Source records:
━━━━
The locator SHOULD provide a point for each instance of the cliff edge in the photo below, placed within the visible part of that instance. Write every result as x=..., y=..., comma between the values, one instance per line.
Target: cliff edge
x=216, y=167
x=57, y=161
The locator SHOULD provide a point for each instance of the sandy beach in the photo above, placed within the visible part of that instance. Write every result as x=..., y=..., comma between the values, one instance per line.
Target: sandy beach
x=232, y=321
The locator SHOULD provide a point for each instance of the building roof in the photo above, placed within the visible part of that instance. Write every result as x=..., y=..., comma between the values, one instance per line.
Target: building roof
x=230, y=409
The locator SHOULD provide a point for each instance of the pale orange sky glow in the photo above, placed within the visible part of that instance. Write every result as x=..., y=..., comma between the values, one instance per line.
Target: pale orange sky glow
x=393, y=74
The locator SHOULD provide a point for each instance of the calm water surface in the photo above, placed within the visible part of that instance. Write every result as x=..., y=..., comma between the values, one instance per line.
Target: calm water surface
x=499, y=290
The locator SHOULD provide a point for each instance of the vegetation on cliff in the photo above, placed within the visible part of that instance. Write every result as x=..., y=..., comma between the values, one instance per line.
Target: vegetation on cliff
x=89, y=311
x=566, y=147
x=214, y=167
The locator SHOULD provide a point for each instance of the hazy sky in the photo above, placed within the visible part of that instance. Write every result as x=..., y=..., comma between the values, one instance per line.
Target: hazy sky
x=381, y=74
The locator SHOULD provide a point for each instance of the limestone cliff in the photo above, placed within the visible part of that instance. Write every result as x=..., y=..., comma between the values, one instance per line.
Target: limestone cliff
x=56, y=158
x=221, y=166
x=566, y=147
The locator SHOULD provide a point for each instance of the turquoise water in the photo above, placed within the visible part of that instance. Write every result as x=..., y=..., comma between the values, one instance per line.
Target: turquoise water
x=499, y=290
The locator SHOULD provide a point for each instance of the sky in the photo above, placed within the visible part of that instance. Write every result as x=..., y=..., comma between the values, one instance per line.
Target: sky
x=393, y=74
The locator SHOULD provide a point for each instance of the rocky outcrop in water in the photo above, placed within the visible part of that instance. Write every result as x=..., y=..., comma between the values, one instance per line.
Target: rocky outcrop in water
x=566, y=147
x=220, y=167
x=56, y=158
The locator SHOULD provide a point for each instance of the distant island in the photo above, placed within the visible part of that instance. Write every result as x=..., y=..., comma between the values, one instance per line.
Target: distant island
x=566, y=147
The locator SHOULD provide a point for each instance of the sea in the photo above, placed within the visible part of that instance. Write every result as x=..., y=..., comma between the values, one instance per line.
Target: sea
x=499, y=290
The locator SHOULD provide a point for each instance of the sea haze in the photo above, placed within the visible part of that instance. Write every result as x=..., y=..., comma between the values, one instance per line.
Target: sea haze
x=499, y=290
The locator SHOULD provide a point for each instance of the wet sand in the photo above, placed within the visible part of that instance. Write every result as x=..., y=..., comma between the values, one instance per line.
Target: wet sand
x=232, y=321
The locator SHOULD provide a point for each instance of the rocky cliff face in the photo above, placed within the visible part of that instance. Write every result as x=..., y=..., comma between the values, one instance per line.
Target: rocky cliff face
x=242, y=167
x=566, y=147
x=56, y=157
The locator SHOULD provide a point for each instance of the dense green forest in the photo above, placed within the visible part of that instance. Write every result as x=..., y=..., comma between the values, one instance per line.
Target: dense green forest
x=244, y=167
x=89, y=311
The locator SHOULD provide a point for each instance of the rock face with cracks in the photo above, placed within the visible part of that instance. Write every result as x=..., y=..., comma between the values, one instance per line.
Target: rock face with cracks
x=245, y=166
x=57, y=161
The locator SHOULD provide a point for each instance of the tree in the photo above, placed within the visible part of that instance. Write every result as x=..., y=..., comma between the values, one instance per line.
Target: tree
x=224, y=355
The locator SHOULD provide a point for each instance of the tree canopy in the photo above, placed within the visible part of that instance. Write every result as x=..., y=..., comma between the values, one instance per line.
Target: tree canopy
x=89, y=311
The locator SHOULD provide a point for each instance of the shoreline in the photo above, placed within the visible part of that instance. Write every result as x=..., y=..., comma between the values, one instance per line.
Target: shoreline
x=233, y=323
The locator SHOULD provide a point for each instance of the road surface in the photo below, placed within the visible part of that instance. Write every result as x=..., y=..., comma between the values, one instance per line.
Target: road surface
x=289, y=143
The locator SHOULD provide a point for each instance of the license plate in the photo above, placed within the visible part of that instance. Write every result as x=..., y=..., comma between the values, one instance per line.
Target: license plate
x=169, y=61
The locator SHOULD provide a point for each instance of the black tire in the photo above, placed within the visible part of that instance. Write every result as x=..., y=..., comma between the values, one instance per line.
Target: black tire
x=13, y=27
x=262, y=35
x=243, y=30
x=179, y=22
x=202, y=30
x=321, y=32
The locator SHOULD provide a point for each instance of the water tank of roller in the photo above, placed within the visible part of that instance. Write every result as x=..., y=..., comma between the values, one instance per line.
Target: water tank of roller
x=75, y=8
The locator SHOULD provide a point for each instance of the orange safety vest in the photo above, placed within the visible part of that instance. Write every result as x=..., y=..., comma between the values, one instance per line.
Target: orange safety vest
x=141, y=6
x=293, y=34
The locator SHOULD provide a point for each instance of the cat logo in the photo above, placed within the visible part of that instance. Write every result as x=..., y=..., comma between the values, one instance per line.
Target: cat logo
━━━━
- **WHAT IS NEEDED**
Please copy every one of the lines above word for word.

- **RESPONSE TO THIS TASK**
The locator SHOULD provide a point for each instance of the cliff edge in the photo below, placed within the visible part of that instance. Write every result as x=..., y=..., comma between the values, one instance per line.
Target: cliff edge
x=216, y=167
x=57, y=161
The locator SHOULD provide a point for each instance of the sandy beach in the photo above, placed within the visible part of that instance. Write every result as x=..., y=..., comma between the values, one instance per line.
Target: sandy beach
x=232, y=321
The locator SHOULD provide a point for each instance of the building roof in the photo above, placed within the visible part of that instance. Write every result as x=..., y=..., comma between the values, one instance per line.
Target: building roof
x=230, y=409
The locator SHOULD provide a point for each instance of the pale orange sky glow in the photo above, placed within the visible part of that instance. Write every result as x=..., y=..., comma between the values, one instance per line.
Target: pale orange sky glow
x=393, y=74
The locator SHOULD provide a point for each instance of the calm water surface in the photo above, placed within the visible part of that instance. Write every result as x=..., y=..., comma between the values, one instance per line.
Target: calm water surface
x=499, y=290
The locator SHOULD provide a point for each instance of the vegetation on cliff in the photo above, placed within the visible part of that instance. Write every result as x=..., y=..., comma between the values, one instance per line.
Target: vegetation on cliff
x=89, y=311
x=566, y=147
x=214, y=167
The locator SHOULD provide a point for each instance of the hazy sky in the photo above, placed within the visible part of that instance. Write every result as x=..., y=..., comma between the values, one instance per line.
Target: hazy sky
x=381, y=74
The locator SHOULD provide a point for each instance of the limestone cliff in the photo above, placed within the visible part of that instance. Write every result as x=..., y=..., comma between the values, one instance per line.
Target: limestone cliff
x=56, y=158
x=221, y=166
x=566, y=147
The locator SHOULD provide a point for each instance of the turquoise water in the photo above, placed within the visible part of that instance. Write every result as x=..., y=..., comma between the values, one instance per line.
Target: turquoise water
x=499, y=290
The locator SHOULD provide a point for each instance of the sky in the photo above, placed within the visible part of that instance. Write every result as x=..., y=..., comma between the values, one instance per line.
Target: sky
x=393, y=74
The locator SHOULD provide a point for each instance of the rocky outcrop in water in the photo above, placed within the visible part of that instance. Write every result as x=..., y=..., comma between the values, one instance per line.
Target: rocky outcrop in water
x=566, y=147
x=220, y=167
x=56, y=158
The locator SHOULD provide a point for each instance of the distant island in the photo above, placed within the visible part of that instance. Write every result as x=..., y=..., comma between the values, one instance per line.
Target: distant island
x=566, y=147
The locator SHOULD provide a point for each instance of the sea in the photo above, placed within the visible part of that instance. Write every result as x=..., y=..., comma between the values, one instance per line.
Target: sea
x=499, y=290
The locator SHOULD provide a point for each instance of the sea haze in the photo above, placed within the visible part of that instance. Write every result as x=..., y=..., comma between the values, one instance per line.
Target: sea haze
x=499, y=290
The locator SHOULD provide a point for each instance of the wet sand in the photo above, placed within the visible part of that instance. Write every result as x=..., y=..., comma between the values, one instance per line.
Target: wet sand
x=232, y=321
The locator SHOULD provide a point for each instance of the rocky cliff face in the photo above, placed within the visible part of that instance. Write every result as x=..., y=..., comma between the values, one instance per line.
Target: rocky cliff face
x=242, y=167
x=566, y=147
x=56, y=157
The locator SHOULD provide a point for each instance of the dense green forest in the photo above, placed within the visible part of that instance. Write every result as x=..., y=..., comma between the values, one instance per line.
Target: dense green forest
x=244, y=167
x=89, y=311
The locator SHOULD provide a point for each instance of the rock face with cracks in the photo above, placed within the visible part of that instance. Write every result as x=..., y=..., comma between the values, one instance per line.
Target: rock face with cracks
x=245, y=166
x=57, y=161
The locator SHOULD provide a point for each instance of the tree in the photo above, placed within the visible part of that instance. Write every result as x=..., y=..., comma between the values, one instance per line.
Target: tree
x=224, y=355
The locator SHOULD provide a point for each instance of the tree canopy in the photo above, placed within the visible part of that instance. Write every result as x=..., y=..., comma between the values, one instance per line.
Target: tree canopy
x=89, y=311
The locator SHOULD provide a point for each instance of the shoreline in the photo above, placed within the visible part of that instance. Write every result as x=..., y=..., comma between the values, one instance per line.
Target: shoreline
x=233, y=323
The locator SHOULD provide a point for each instance of the road surface in the photo below, placed within the visible part of that instance. Write every result as x=..., y=..., comma between the values, one instance per line.
Target: road surface
x=289, y=143
The locator SHOULD provide a point for each instance of the license plate in the photo above, placed within the visible part of that instance. Write every result as x=..., y=..., comma between the values, one instance per line.
Target: license plate
x=169, y=61
The locator SHOULD provide a point for each instance of the black tire in the photo above, placed within the visible part of that instance. Write every result as x=..., y=..., comma between the values, one instance per line.
Target: black tire
x=13, y=27
x=262, y=35
x=243, y=30
x=179, y=22
x=202, y=30
x=321, y=32
The locator SHOULD provide a point for each instance of the water tank of roller in the photo above, placed within the visible part of that instance. Write every result as x=..., y=..., comma between the values, one instance per line.
Target: water tank of roller
x=75, y=8
The locator SHOULD provide a point for each instance of the orange safety vest in the photo above, placed within the visible part of that instance. Write every result as x=..., y=..., comma between the values, one instance per line.
Target: orange safety vest
x=141, y=6
x=293, y=34
The locator SHOULD provide a point for each instance of the cat logo in the photo above, placed within the visible part of that instance. Write every result as x=..., y=..., comma between the values, one instance per line.
Target: cat logo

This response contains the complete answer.